=== Tasks to perform ===
a – Reproduce the passage of the Seattle court article below, beginning at "Previously, defense attorneys" and stopping after "a new approach.".
b – Translate this sentence from the Seattle court article below into Spanish: "For inmates transported to the Western State Hospital in Pierce County, the wait was often months."

=== Source passage ===

On a recent afternoon in room 1101 of the Seattle Municipal Court, a slight black man with unevenly shorn hair faced the judge and confessed. "I'm guilty," Maunu Williams said. "And I'm sorry for taking the shoes." He explained that at the time he had been homeless, and suicidal. And so he took the shoes. "I just want to resolve this issue," he said. The public defender asked the judge to ignore his client's apparent guilty plea and instead order a competency evaluation to determine if Williams is mentally capable of understanding the charges and assisting in his own defense. If he is ruled incompetent, the misdemeanor theft charges will most likely be dropped. The judge ordered the evaluation earlier this week, after Williams had spent 13 days in jail at a cost of about $200 a night.
Delays are de rigueur in most courtrooms, but they have a particular impact in proceedings involving the mentally ill, where any setback means keeping the defendants in jail, rather than in the hospital. Since the founding of Seattle's Mental Health Court in 1999, the most troublesome delays have come in getting defendants evaluated for competency—just the first step in helping a group of people who aren't exactly criminals in and out of the criminal justice system.
As recently as this summer, it took as long as four weeks—after a judge's order—to perform an in-jail competency evaluation for defendants accused of misdemeanors, and as long as eight weeks for those accused of felonies, according to state hospital officials. For inmates transported to the Western State Hospital in Pierce County, the wait was often months.
Previously, defense attorneys had tried to challenge the hospitals in state appellate courts, by arguing that the delays violated defendants' due process rights. The cases failed. In 2004, Russell Kurth, an attorney with the Associated Counsel for the Accused decided to take a new approach.

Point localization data
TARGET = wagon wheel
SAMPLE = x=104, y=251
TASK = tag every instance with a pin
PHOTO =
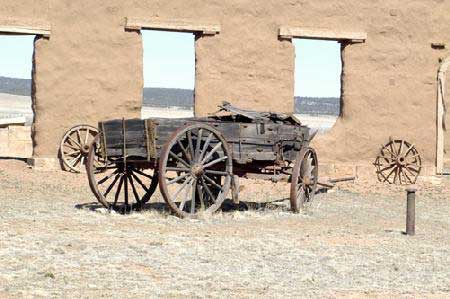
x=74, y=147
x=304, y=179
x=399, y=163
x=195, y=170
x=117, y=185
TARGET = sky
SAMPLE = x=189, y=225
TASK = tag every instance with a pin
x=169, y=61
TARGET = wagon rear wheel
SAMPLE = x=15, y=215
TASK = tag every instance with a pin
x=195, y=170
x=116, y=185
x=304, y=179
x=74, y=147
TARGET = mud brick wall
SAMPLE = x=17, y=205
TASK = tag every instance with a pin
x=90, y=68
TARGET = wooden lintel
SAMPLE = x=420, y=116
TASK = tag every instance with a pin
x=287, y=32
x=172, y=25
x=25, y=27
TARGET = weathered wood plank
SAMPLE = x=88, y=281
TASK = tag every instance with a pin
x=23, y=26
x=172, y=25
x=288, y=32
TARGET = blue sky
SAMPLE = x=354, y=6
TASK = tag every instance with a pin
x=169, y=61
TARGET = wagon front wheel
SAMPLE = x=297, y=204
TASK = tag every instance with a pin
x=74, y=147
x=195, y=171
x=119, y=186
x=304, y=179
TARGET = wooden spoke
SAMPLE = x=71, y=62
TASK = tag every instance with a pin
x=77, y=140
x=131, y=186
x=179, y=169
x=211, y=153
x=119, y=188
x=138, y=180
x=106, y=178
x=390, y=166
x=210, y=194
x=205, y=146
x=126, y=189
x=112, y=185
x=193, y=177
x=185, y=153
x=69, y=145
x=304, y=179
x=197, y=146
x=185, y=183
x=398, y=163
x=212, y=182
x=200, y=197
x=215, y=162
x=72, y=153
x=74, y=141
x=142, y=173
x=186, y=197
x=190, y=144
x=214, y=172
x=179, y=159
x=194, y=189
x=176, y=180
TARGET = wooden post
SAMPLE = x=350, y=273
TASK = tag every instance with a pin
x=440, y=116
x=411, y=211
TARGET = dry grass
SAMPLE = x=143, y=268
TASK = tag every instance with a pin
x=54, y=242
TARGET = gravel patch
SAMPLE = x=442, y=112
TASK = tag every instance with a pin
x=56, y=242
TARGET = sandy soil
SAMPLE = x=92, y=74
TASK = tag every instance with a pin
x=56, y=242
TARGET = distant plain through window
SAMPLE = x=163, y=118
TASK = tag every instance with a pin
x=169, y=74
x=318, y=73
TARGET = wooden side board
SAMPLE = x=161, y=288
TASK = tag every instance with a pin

--

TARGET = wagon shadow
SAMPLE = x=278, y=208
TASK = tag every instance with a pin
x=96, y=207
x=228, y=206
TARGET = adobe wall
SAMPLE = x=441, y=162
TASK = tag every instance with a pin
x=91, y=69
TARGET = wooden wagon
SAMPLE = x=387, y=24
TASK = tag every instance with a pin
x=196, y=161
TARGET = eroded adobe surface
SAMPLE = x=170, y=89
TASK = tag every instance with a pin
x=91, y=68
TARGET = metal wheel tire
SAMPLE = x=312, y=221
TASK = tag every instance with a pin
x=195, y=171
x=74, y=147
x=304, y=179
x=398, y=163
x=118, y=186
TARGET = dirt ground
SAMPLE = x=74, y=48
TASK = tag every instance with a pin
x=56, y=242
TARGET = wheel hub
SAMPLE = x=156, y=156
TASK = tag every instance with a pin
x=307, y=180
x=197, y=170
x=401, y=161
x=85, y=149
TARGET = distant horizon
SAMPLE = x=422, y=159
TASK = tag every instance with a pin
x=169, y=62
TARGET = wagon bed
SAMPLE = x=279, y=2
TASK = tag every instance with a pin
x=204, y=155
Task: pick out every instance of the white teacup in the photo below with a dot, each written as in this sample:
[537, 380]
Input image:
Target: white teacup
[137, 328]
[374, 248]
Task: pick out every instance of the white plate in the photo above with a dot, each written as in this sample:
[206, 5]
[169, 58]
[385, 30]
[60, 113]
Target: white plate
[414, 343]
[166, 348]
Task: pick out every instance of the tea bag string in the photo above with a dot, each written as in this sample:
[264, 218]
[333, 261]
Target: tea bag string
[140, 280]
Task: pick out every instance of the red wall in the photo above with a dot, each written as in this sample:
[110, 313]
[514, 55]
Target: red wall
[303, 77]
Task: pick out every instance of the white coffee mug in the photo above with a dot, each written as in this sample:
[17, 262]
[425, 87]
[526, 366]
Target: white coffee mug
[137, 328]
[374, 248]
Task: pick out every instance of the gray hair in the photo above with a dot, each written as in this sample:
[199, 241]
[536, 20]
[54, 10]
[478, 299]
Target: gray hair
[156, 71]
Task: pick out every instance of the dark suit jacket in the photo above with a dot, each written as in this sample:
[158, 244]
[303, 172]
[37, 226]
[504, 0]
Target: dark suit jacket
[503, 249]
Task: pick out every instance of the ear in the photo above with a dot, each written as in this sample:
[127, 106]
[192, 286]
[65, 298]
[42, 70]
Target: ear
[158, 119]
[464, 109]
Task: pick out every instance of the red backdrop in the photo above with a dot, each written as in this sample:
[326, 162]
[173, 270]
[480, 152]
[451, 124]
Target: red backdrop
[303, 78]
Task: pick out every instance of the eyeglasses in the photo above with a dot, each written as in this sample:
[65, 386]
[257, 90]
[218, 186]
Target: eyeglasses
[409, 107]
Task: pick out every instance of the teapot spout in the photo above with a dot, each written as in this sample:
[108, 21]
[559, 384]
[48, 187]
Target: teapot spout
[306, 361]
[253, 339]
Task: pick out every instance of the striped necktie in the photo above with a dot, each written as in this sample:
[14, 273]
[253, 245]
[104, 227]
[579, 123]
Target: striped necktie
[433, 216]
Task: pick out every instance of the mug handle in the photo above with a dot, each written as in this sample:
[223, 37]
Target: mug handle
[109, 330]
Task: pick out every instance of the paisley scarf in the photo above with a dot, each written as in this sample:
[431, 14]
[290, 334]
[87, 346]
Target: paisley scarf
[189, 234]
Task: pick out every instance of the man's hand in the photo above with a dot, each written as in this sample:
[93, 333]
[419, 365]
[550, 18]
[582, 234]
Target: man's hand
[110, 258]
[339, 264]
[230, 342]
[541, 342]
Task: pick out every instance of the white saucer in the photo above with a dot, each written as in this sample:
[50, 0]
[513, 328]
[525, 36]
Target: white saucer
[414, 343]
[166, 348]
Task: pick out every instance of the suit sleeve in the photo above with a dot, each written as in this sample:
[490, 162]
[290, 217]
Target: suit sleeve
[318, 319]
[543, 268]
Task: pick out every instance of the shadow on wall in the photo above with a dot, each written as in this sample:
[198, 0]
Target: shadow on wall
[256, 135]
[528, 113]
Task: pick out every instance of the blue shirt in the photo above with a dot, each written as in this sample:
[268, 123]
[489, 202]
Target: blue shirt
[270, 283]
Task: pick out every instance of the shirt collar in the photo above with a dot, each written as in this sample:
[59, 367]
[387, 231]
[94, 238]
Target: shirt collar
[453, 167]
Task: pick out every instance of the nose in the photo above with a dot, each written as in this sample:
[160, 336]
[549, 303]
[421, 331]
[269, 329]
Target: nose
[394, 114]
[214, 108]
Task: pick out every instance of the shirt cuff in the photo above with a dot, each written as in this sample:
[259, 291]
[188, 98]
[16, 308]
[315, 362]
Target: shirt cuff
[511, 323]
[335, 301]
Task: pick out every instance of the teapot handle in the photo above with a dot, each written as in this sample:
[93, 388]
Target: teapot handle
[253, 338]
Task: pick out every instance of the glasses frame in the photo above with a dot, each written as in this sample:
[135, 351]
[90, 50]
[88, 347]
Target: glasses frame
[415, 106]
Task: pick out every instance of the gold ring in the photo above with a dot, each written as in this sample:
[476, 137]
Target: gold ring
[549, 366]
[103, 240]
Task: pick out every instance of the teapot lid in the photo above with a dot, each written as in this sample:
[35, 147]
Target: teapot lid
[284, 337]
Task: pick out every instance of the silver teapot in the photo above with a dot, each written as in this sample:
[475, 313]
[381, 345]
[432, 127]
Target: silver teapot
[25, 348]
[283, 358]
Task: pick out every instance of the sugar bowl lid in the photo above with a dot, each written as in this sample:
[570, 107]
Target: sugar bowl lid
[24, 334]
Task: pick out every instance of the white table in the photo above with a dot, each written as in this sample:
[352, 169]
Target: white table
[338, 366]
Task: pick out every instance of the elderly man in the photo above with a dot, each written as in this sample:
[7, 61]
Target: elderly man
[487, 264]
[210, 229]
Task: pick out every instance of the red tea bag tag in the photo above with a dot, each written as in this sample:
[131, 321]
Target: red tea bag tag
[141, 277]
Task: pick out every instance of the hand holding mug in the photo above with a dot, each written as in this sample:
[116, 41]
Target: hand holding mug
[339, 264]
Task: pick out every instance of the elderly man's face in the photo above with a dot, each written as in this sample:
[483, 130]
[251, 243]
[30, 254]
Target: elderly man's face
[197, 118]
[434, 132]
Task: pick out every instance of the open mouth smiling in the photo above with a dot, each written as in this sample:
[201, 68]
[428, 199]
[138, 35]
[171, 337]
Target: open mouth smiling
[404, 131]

==

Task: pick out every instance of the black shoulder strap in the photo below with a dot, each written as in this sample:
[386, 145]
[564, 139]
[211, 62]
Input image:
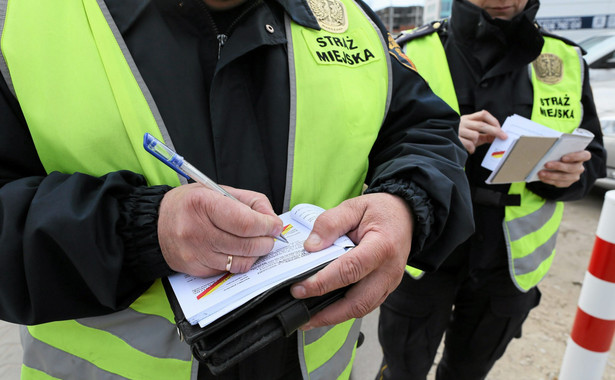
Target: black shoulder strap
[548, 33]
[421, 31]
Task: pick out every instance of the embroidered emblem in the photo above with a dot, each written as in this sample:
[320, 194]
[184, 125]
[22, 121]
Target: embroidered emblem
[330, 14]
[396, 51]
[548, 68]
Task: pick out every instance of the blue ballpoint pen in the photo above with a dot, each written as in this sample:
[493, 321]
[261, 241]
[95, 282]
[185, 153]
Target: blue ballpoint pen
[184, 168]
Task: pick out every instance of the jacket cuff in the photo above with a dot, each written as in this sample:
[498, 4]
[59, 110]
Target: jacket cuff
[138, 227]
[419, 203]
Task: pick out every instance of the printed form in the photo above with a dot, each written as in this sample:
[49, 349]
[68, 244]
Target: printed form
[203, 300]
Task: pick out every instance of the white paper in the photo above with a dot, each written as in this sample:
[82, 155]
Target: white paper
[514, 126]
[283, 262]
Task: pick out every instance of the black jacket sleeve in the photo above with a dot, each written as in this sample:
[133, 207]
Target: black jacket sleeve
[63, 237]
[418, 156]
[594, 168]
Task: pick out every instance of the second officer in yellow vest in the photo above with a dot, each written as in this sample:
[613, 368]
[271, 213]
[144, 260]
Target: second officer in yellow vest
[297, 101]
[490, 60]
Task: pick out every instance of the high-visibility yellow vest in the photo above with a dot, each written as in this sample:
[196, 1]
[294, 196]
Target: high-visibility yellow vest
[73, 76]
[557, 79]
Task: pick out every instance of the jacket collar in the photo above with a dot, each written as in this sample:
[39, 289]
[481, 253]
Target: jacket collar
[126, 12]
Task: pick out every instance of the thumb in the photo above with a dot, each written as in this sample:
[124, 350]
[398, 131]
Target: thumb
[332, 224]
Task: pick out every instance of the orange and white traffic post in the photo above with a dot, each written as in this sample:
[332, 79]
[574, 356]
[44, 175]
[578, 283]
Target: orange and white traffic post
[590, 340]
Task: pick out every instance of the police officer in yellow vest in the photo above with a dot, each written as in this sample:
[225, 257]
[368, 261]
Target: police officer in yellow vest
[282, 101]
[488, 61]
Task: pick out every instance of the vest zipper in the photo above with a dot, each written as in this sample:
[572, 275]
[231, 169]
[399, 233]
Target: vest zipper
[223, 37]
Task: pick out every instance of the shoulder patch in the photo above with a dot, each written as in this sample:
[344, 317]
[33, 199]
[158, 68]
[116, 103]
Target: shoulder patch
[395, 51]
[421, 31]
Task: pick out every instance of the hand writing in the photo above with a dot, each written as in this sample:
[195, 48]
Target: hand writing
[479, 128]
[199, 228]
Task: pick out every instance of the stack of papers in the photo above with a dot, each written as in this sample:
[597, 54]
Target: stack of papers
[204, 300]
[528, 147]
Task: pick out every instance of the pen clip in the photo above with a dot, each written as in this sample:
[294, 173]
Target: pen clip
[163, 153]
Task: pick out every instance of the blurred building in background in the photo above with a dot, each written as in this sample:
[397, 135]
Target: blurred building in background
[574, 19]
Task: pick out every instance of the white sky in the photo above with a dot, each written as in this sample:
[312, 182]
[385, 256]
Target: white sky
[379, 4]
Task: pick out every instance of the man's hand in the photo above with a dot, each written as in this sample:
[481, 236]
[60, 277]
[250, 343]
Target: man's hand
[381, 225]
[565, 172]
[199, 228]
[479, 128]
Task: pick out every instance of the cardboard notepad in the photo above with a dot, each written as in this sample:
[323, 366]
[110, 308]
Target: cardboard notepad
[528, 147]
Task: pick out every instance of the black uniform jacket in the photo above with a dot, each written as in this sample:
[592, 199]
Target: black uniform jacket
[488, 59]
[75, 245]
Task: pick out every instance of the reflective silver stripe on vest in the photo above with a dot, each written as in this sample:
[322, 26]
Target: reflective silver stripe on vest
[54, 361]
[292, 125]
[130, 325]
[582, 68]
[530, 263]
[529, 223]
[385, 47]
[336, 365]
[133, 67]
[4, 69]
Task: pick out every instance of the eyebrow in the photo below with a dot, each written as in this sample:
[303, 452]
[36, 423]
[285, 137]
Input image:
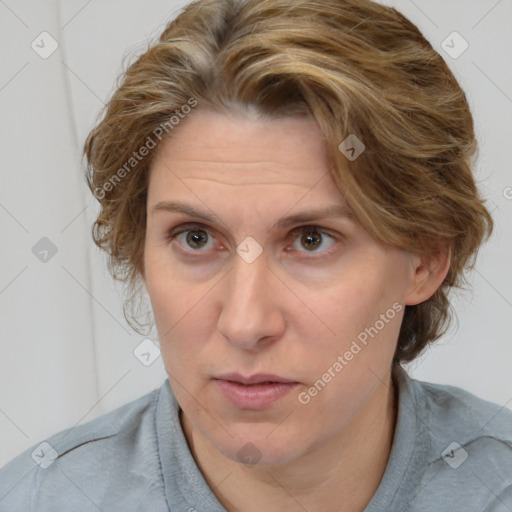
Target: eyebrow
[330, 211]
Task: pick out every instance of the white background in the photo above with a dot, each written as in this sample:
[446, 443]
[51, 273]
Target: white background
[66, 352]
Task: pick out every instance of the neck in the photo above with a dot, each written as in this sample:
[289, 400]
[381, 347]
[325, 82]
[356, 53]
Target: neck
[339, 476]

=== Exercise responses ===
a –
Previously, defense attorneys had tried to challenge the hospitals in state appellate courts, by arguing that the delays violated defendants' due process rights. The cases failed. In 2004, Russell Kurth, an attorney with the Associated Counsel for the Accused decided to take a new approach.

b – Para los reclusos trasladados al Western State Hospital en el condado de Pierce, la espera solía ser de meses.